| Selected text |
== Segment start ==

The summer of 2012 was an experiment. I was jazzed to begin a summer of adventures around the Pacific Northwest. First on the list of adventure to-do’s – A Mt. Baker solo climb. Mt. Baker is a gem of the Cascade volcanoes. To the east lay the calved peaks of the North Cascades, to the north and south stand evergreen forests, and Baker’s western side slopes quickly into the Puget waters. I love it here.
I absorb mountain conditions – cold, crisp, changing, beautiful mornings, philosophic evenings, natural flavors in the air – climbing a mountain resets the brain and kindles energy I forgot I had. The problem is I can rarely get anyone to go with me. Therefore, not wanting at all to climb with strangers, I have opted to regularly go climbing and hiking solo. And, when I do hike and climb I go very light and very fast.
I move quickly because I appreciate the feeling of exhaustion, I love the push and the mental grit of kicking up a mountain at 1 AM for 5 hours in order to catch sunrise atop a major volcano – a sight like no other. I could take 10 hours to do the climb, and sometimes I have considered it, but when face-to-face with an icy slope, my instincts kick in. I carry just a few supplies and some small snacks.

== Segment end ==

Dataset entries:
== Segment start ==

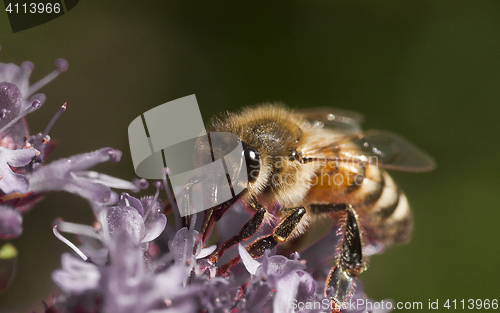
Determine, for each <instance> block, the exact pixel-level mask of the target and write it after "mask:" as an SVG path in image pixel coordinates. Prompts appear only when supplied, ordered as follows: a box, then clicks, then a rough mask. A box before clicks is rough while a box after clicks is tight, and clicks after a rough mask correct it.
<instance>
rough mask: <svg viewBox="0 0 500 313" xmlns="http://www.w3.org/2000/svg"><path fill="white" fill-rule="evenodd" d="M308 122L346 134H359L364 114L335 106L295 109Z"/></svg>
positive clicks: (360, 131) (363, 116)
mask: <svg viewBox="0 0 500 313" xmlns="http://www.w3.org/2000/svg"><path fill="white" fill-rule="evenodd" d="M297 112H298V113H299V114H301V115H302V116H303V117H304V118H306V119H307V120H309V122H311V123H313V124H314V125H317V126H319V127H323V128H332V129H335V130H337V131H341V132H343V133H346V134H359V133H361V131H362V128H361V123H363V121H364V116H363V115H361V114H359V113H356V112H352V111H347V110H342V109H336V108H315V109H304V110H299V111H297Z"/></svg>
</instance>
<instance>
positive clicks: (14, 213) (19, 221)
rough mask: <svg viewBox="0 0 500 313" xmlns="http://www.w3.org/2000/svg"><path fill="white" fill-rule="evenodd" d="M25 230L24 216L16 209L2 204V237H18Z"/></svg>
mask: <svg viewBox="0 0 500 313" xmlns="http://www.w3.org/2000/svg"><path fill="white" fill-rule="evenodd" d="M22 232H23V217H22V215H21V213H19V212H18V211H17V210H16V209H14V208H12V207H9V206H5V205H0V238H1V239H10V238H16V237H19V235H21V233H22Z"/></svg>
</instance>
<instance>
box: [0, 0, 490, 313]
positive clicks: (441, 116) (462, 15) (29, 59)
mask: <svg viewBox="0 0 500 313" xmlns="http://www.w3.org/2000/svg"><path fill="white" fill-rule="evenodd" d="M0 9H1V10H2V11H1V12H0V44H1V45H2V51H1V53H0V61H1V62H6V63H8V62H13V63H16V64H20V63H21V62H22V61H25V60H30V61H33V62H34V64H35V70H34V72H33V74H32V79H31V82H32V83H33V82H35V81H37V80H38V79H40V78H41V77H43V76H44V75H46V74H47V73H49V72H50V71H52V70H53V68H54V65H53V61H54V60H55V59H56V58H60V57H62V58H66V59H67V60H68V61H69V70H68V71H67V72H65V73H63V74H62V75H61V76H60V77H59V78H57V79H56V81H54V82H52V83H50V84H49V85H48V86H46V87H44V88H43V89H42V90H41V92H44V93H45V94H46V95H47V101H46V103H45V105H44V107H42V109H41V110H40V111H38V112H36V113H34V114H32V115H29V116H28V123H29V127H30V131H31V132H32V133H36V132H39V131H43V129H44V128H45V126H46V125H47V123H48V122H49V120H50V118H51V117H52V116H53V114H54V113H55V112H56V111H57V109H58V107H59V106H60V105H61V104H62V103H64V102H66V101H67V102H68V110H67V111H66V113H64V115H63V116H62V118H61V119H59V120H58V122H57V123H56V125H55V126H54V128H53V129H52V131H51V136H52V138H54V139H57V140H58V141H59V143H60V144H59V146H58V147H57V149H56V150H55V151H54V152H53V154H52V155H51V159H52V160H54V159H58V158H61V157H66V156H70V155H73V154H77V153H81V152H85V151H90V150H95V149H97V148H100V147H105V146H111V147H114V148H118V149H121V150H122V151H123V152H124V154H123V158H122V161H121V162H120V163H118V164H112V163H110V164H104V165H101V166H98V167H97V170H99V171H102V172H105V173H107V174H111V175H115V176H119V177H122V178H125V179H132V178H133V177H134V172H133V168H132V162H131V158H130V152H129V150H128V139H127V127H128V124H129V123H130V122H131V121H132V120H133V119H134V118H135V117H136V116H138V115H139V114H141V113H142V112H144V111H146V110H148V109H150V108H153V107H155V106H157V105H160V104H162V103H164V102H167V101H170V100H174V99H177V98H180V97H183V96H186V95H190V94H196V96H197V99H198V102H199V104H200V109H201V112H202V114H203V116H204V118H205V121H207V120H208V119H209V117H210V116H212V115H214V114H216V113H218V112H220V111H223V110H236V109H238V108H240V107H242V106H245V105H252V104H256V103H260V102H264V101H283V102H285V103H287V104H288V105H289V106H291V107H300V108H301V107H316V106H334V107H340V108H345V109H349V110H354V111H358V112H361V113H363V114H364V115H365V116H366V123H365V124H366V128H378V129H385V130H390V131H393V132H396V133H399V134H401V135H403V136H404V137H406V138H408V139H410V140H411V141H413V142H415V143H416V144H418V145H419V146H421V147H422V148H424V149H425V150H426V151H428V152H429V153H430V154H431V155H433V156H434V157H435V158H436V160H437V163H438V168H437V170H435V171H434V172H432V173H425V174H411V173H394V176H395V178H396V180H397V182H398V183H399V184H400V186H401V187H402V188H403V190H405V192H406V194H407V196H408V198H409V200H410V203H411V204H412V208H413V212H414V219H415V231H414V234H413V239H412V241H411V243H410V244H408V245H404V246H398V247H393V248H390V249H388V250H387V251H386V252H385V253H384V254H383V255H380V256H375V257H373V258H372V261H371V266H370V269H369V270H368V271H367V272H366V273H365V274H363V275H362V276H361V280H362V281H363V283H364V287H365V291H366V293H367V294H368V296H370V297H371V298H373V299H375V300H381V299H386V298H391V299H393V300H395V301H422V302H424V307H425V306H426V305H427V302H428V300H429V299H431V300H432V301H434V300H436V299H439V301H440V305H442V303H444V301H446V299H458V300H460V299H494V298H500V293H499V291H498V290H499V288H498V286H499V278H500V277H499V276H500V275H499V273H500V271H499V266H498V259H499V258H498V257H499V231H498V230H497V229H498V228H497V227H498V223H499V221H500V207H499V203H500V196H499V192H498V191H499V190H498V189H499V188H498V187H499V178H498V174H499V170H498V160H499V155H500V153H499V152H500V149H499V146H500V143H499V137H498V134H499V130H500V127H499V124H500V122H499V121H498V118H499V117H500V1H439V2H438V1H429V0H423V1H332V2H326V1H325V2H320V1H308V2H306V1H273V2H259V1H252V2H250V1H244V2H243V1H242V2H238V3H234V2H229V1H227V2H226V1H223V2H220V1H219V2H216V3H209V2H202V1H198V2H193V1H176V2H171V1H163V2H161V3H160V2H159V1H158V2H155V3H152V2H151V3H145V2H140V1H120V2H118V1H115V2H114V3H109V2H107V1H106V2H105V1H80V3H79V4H78V5H77V6H76V7H75V8H74V9H73V10H71V11H70V12H68V13H67V14H65V15H64V16H62V17H59V18H57V19H55V20H53V21H51V22H49V23H46V24H43V25H41V26H38V27H35V28H32V29H28V30H25V31H22V32H19V33H15V34H13V33H12V32H11V29H10V26H9V24H8V20H7V17H6V14H5V13H4V12H3V9H4V8H3V5H0ZM56 217H62V218H64V219H65V220H67V221H73V222H81V223H87V224H88V223H91V222H92V219H93V216H92V213H91V209H90V207H89V206H88V204H87V203H86V201H84V200H82V199H80V198H77V197H76V196H73V195H71V194H66V193H52V194H49V195H48V196H47V197H45V199H44V200H43V201H42V202H41V203H39V204H38V205H37V206H36V207H35V209H34V210H33V211H32V212H30V213H29V214H27V215H26V216H25V220H24V233H23V235H22V236H21V237H20V238H18V239H16V240H13V241H12V242H13V243H14V244H15V245H16V247H17V248H18V249H19V263H18V265H19V266H18V275H17V277H16V279H15V281H14V283H13V284H12V285H11V287H10V288H9V289H8V290H7V291H5V292H4V293H2V294H0V312H28V311H30V310H37V311H38V312H40V311H41V310H42V305H41V300H46V299H48V297H49V296H50V295H52V294H55V293H57V287H55V285H54V284H53V283H52V282H51V278H50V274H51V272H52V271H53V270H54V269H56V268H58V267H60V255H61V253H62V252H64V251H68V248H67V247H66V246H65V245H63V244H62V243H61V242H59V241H58V240H57V239H56V238H54V236H53V235H52V231H51V228H50V225H51V222H52V221H53V219H55V218H56Z"/></svg>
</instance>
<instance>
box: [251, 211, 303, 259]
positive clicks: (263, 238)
mask: <svg viewBox="0 0 500 313" xmlns="http://www.w3.org/2000/svg"><path fill="white" fill-rule="evenodd" d="M305 214H306V209H305V208H304V207H297V208H295V209H294V210H293V212H292V213H291V214H289V215H288V216H287V217H286V218H285V219H284V220H283V221H282V222H281V223H280V224H279V225H278V226H276V228H275V229H274V231H273V233H272V235H268V236H265V237H262V238H259V239H257V240H255V241H254V242H252V243H251V244H250V245H249V246H248V247H247V251H248V253H249V254H250V256H252V258H254V259H256V258H260V257H261V256H262V255H263V254H264V251H265V250H268V249H272V248H274V247H276V245H277V244H278V243H279V242H283V241H286V240H287V239H288V238H289V237H290V235H291V234H292V233H293V231H294V230H295V228H296V227H297V225H299V223H300V221H301V220H302V218H303V217H304V215H305Z"/></svg>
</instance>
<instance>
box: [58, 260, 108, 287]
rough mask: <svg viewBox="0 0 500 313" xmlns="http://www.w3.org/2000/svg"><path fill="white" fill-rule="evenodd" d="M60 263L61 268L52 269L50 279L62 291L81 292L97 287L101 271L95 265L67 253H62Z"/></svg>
mask: <svg viewBox="0 0 500 313" xmlns="http://www.w3.org/2000/svg"><path fill="white" fill-rule="evenodd" d="M61 264H62V269H60V270H56V271H54V272H53V273H52V279H53V280H54V282H55V283H56V284H57V285H58V286H59V288H61V289H62V290H63V291H64V292H67V293H70V294H81V293H83V292H85V291H89V290H94V291H95V290H98V289H99V280H100V279H101V273H100V271H99V268H98V267H97V266H96V265H94V264H91V263H88V262H85V261H82V259H79V258H75V257H74V256H72V255H71V254H69V253H64V254H63V255H62V257H61Z"/></svg>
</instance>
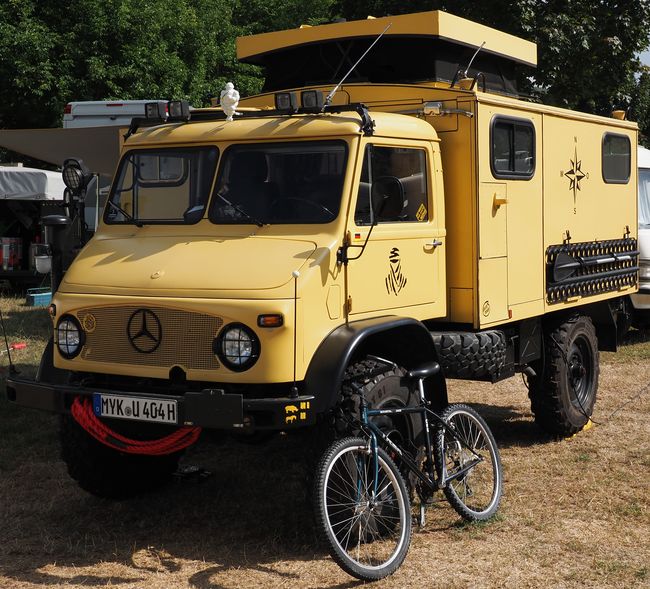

== Segment end ==

| Your assignment |
Write out the Mt. Baker climbing passage word for word, from "I move quickly" up to and including "some small snacks.".

| Response |
I move quickly because I appreciate the feeling of exhaustion, I love the push and the mental grit of kicking up a mountain at 1 AM for 5 hours in order to catch sunrise atop a major volcano – a sight like no other. I could take 10 hours to do the climb, and sometimes I have considered it, but when face-to-face with an icy slope, my instincts kick in. I carry just a few supplies and some small snacks.